* Problems to solve
A. Please repeat word for word the part of the service level objectives passage below, starting with "Any alerts that" and going on through "notify of errors.".
B. Go on with the service level objectives passage below, picking up right after its last sentence.

* Passage provided
- - - - - - -
Service Level Objectives
The dashboards are primarily defined in terms of service level objectives (SLOs).
Each dashboard has a success rate and latency objective, and the dashboards keeps track of when those objectives are met
or missed. The success rate objective is currently 99.5% for all dashboards, and the latency objectives can be viewed in
config panel of the dashboards. Generally, the dashboards consider a request failed if it returns an unsuccessful
error code (e.g. 5xx or the Connect RPC equivalent) or if it exceeds its latency target.
Filters can be set to restrict the set of data the dashboard operates on. Setting
cluster is important for sites with
multiple BSR clusters. Other filters can be set based on which SLO dashboard is being used:
High Level Information
The first two rows of the dashboard contain high level information to quickly provide the current operational status of the BSR.
First Row Boxes
The Availability, Error Budget, Slow Requests, Failed Requests, and Requests boxes display aggregate counts that give a very high level overview of what is happening with the BSR over the trailing SLO evaluation window.
This panel lists each grouping that has been observed and its availability. The lowest availability pairs are listed first to call out any parts of the BSR that may be having issues.
Error Budget Percentage
This panel shows the aggregate (based on filters) error budget burn down for the BSR. Each point on this chart shows the error budget used up over the trailing SLO evaluation window.
Other Dashboard Components
Most of the other dashboard panels have titles that explain exactly what they are displaying and should be self-explanatory, others are clarified below.
Any alerts that are firing will be visible in this panel.
Internal configuration for the dashboard. Currently cannot be changed by end users.
Alerts are configured for every grouping for the dashboard in each deployed BSR cluster. Each grouping has an error budget based on an availability objective of 99.5% over the previous four weeks. An alert will fire if a given method returns errors at a rate that threatens the 99.5% objective. There are two classes of alerts defined by how rapidly they notify of errors.
- - - - - - -
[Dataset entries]
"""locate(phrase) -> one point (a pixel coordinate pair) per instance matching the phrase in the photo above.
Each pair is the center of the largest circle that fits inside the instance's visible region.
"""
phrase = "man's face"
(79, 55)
- - - - - - -
* Responses by task
A.
Any alerts that are firing will be visible in this panel.
Internal configuration for the dashboard. Currently cannot be changed by end users.
Alerts are configured for every grouping for the dashboard in each deployed BSR cluster. Each grouping has an error budget based on an availability objective of 99.5% over the previous four weeks. An alert will fire if a given method returns errors at a rate that threatens the 99.5% objective. There are two classes of alerts defined by how rapidly they notify of errors.

B.
High Priority Alerts respond swiftly, signalling immediate threats to the system. For these alerts to fire, 50% of the error budget must be consumed in the last hour and the method needs to have received at least 10 requests in that period.
Low Priority Alerts are designed for longer durations, capturing potential issues without responding to minor fluctuations. For these alerts to fire, 10% of the error budget must be consumed in the last 24 hours and the method needs to have had at least 10 requests in that period.
Simply put, if errors accumulate too quickly within the past one hour or 24 hours, alerts are triggered.
When an alert fires, it's accompanied by specific labels to aid in your investigation:
request_type , depending on which dashboard is being viewed. These labels highlight the affected
areas, helping you pinpoint the problem's origin.
Navigating the Dashboard
Once an alert is triggered:
- Firing Alerts Panel: Here, you can view all active alerts, including the one that notified you.
- Error Rate Diagram: Look for spikes in this chart, giving you a visual representation of when and where issues arose.
- Drill Down: Utilize the provided labels (
rpc_service) to refine your search in the dashboard and focus on the affected areas.
By following these steps and utilizing the dashboard, you can swiftly identify, understand, and address any issues in your system.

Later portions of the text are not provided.